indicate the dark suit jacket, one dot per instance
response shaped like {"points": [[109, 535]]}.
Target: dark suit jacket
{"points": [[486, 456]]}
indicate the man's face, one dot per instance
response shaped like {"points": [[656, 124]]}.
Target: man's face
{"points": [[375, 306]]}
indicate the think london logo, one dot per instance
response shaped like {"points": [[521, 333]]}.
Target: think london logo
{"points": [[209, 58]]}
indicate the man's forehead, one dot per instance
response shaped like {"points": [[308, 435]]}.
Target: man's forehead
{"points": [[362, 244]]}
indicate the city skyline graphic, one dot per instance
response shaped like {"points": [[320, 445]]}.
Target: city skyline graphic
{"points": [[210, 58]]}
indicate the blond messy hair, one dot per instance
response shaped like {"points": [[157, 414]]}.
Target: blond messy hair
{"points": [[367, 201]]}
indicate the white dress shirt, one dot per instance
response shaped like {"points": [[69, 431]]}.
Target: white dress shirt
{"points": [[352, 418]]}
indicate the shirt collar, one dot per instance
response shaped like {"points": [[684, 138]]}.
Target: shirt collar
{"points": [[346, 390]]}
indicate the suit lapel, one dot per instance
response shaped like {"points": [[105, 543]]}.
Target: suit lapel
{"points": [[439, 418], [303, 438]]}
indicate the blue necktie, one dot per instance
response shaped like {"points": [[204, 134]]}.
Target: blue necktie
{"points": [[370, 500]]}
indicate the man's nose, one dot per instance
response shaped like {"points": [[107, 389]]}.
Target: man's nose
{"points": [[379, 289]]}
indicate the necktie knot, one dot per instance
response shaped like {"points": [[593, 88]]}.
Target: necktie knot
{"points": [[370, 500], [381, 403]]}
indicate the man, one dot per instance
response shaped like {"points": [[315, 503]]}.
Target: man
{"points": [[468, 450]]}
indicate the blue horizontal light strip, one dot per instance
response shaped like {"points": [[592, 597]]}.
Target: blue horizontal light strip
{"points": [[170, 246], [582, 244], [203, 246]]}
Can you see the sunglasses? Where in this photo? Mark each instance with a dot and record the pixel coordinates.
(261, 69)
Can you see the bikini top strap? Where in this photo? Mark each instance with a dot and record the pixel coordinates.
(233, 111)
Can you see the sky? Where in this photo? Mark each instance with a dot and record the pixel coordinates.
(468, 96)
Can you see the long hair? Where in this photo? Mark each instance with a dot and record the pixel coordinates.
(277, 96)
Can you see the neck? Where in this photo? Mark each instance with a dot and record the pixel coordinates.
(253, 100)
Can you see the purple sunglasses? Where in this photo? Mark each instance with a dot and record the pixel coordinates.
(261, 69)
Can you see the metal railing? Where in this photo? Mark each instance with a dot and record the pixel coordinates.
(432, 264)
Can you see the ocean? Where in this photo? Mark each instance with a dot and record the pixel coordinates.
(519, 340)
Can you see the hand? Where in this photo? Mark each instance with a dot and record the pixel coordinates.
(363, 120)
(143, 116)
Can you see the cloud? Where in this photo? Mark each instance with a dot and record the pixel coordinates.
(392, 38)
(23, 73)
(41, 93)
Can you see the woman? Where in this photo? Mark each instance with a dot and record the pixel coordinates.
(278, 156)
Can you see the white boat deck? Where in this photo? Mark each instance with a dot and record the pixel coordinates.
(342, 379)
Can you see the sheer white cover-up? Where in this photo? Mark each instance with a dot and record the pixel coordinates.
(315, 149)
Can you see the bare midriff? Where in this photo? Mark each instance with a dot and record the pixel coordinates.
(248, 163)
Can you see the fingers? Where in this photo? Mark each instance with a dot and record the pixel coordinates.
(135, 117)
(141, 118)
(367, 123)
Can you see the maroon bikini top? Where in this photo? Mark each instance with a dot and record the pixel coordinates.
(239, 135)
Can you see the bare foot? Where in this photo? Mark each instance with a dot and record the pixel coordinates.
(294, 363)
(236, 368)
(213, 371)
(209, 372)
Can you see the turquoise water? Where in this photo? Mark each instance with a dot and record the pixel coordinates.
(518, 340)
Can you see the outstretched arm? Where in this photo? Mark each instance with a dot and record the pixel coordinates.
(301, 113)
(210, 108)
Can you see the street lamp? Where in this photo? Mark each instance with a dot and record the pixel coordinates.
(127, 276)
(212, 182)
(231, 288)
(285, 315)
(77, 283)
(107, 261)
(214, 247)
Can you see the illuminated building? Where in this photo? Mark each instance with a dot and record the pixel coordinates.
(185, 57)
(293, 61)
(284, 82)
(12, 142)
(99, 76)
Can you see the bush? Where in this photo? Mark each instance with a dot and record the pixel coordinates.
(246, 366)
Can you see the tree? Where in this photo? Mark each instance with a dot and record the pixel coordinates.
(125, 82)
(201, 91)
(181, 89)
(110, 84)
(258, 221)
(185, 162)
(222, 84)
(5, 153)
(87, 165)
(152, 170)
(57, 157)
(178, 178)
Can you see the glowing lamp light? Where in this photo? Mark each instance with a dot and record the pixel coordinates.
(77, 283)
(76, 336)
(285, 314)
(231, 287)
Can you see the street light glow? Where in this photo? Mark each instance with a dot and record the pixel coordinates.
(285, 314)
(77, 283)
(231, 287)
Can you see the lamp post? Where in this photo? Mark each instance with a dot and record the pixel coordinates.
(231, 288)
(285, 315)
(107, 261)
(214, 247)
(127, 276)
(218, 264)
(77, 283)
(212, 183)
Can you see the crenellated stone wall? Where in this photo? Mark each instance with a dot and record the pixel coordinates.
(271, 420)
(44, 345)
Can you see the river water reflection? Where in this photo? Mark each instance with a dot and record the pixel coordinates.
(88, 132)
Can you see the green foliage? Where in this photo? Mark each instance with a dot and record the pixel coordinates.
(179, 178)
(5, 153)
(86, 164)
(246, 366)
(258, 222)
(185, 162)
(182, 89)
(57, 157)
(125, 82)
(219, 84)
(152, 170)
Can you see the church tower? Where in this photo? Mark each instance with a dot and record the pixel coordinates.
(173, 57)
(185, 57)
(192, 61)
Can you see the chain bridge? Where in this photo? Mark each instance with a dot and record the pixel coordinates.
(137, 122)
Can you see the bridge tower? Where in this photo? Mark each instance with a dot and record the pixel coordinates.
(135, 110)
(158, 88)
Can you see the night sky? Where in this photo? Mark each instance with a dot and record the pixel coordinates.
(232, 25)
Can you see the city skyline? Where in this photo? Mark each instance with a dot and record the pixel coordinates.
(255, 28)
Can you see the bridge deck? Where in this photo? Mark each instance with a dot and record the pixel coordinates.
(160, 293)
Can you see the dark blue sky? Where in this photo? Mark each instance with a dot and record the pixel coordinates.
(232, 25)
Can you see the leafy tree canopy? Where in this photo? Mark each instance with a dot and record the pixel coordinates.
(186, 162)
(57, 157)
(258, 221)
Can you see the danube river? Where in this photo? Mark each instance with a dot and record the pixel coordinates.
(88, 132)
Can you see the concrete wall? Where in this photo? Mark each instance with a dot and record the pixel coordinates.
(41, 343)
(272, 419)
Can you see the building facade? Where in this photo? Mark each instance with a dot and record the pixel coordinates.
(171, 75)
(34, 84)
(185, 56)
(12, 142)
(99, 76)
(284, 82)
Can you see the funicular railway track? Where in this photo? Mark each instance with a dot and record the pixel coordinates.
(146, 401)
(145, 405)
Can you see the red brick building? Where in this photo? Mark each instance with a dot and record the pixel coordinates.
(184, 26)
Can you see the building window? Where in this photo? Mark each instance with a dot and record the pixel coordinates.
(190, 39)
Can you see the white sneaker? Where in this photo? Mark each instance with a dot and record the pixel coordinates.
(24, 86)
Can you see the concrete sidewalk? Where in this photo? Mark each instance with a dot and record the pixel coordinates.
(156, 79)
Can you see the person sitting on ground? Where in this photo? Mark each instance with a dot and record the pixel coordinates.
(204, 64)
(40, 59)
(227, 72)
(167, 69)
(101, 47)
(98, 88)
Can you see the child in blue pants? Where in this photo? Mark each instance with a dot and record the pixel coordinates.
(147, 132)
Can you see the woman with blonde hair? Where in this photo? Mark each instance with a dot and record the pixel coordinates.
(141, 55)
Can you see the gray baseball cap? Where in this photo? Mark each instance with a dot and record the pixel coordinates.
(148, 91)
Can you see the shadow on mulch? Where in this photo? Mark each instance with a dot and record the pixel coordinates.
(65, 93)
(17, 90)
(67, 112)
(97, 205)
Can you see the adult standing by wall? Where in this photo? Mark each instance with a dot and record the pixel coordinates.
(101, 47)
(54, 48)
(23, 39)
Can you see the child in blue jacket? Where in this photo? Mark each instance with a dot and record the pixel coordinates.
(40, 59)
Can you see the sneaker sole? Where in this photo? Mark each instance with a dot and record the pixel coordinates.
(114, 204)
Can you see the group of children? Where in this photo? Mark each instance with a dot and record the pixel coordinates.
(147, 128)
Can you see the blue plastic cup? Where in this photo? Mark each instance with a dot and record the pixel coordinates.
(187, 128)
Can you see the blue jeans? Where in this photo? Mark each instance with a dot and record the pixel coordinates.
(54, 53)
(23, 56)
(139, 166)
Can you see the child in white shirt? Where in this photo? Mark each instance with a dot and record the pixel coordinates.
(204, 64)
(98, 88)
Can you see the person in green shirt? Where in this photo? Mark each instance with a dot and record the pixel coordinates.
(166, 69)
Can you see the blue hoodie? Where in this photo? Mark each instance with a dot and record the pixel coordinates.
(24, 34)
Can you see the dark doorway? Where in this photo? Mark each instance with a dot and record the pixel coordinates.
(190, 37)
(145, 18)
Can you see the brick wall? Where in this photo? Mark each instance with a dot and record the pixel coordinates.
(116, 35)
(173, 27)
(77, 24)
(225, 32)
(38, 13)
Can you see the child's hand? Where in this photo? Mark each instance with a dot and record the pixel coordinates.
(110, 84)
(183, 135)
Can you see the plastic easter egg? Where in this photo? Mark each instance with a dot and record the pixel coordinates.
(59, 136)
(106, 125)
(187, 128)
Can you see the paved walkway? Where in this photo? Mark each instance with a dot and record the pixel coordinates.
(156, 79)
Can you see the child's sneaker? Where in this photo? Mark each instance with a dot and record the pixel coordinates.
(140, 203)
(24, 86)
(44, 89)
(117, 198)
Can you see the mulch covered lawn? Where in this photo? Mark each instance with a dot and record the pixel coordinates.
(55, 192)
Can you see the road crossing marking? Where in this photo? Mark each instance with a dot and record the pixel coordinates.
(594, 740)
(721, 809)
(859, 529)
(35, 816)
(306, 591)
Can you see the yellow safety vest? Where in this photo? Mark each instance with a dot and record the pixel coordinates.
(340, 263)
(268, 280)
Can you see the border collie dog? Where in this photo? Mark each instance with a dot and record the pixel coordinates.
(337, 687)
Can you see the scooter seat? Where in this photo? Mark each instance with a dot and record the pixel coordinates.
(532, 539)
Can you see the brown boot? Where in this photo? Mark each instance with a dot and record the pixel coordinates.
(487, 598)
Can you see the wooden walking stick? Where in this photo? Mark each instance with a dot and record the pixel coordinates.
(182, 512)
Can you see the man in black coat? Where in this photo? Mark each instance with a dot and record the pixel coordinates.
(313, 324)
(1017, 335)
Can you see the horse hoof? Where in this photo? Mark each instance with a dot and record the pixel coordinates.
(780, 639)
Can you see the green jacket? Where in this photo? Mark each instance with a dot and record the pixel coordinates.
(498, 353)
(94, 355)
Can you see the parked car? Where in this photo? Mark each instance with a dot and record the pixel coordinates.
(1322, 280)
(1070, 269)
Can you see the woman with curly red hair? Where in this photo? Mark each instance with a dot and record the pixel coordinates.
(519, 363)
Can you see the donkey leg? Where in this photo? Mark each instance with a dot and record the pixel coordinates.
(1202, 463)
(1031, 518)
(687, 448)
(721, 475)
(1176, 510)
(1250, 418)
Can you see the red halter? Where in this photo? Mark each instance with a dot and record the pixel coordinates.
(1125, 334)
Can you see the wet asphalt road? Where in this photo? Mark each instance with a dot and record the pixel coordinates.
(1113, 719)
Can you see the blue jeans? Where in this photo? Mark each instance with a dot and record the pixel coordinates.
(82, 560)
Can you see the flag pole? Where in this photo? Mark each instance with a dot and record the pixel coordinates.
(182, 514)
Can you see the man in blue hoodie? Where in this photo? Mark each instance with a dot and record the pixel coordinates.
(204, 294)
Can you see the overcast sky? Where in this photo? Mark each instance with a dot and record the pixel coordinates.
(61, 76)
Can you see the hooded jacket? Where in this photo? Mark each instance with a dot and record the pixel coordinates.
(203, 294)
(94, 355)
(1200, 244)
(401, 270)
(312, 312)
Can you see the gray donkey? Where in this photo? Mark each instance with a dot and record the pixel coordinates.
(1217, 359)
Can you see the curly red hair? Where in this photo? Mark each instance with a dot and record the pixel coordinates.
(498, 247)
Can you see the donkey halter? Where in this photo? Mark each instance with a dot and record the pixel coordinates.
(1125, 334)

----

Task objective:
Would you retype exactly the lines above, from the line with "indicate the suit lapel, one dot per instance" to the line with "indicate the blue horizontal", with both end lines kept and nothing more?

Written answer:
indicate the suit lapel, one dot per instance
response shaped like {"points": [[105, 543]]}.
Target: suit lapel
{"points": [[439, 418], [303, 438]]}
indicate the blue necktie, one dot per instance
response shaped like {"points": [[204, 134]]}.
Target: blue necktie
{"points": [[370, 500]]}
indicate the man's nose, one dot per instance
response shaped like {"points": [[107, 389]]}.
Target: man's nose
{"points": [[379, 289]]}
indicate the necktie knot, one dot per instance
response shaped like {"points": [[593, 88]]}.
Target: necktie knot
{"points": [[370, 500], [381, 403]]}
indicate the man, one dot per instance
response shaped like {"points": [[315, 503]]}.
Target: man
{"points": [[468, 450]]}
indicate the blue horizontal light strip, one dot per instance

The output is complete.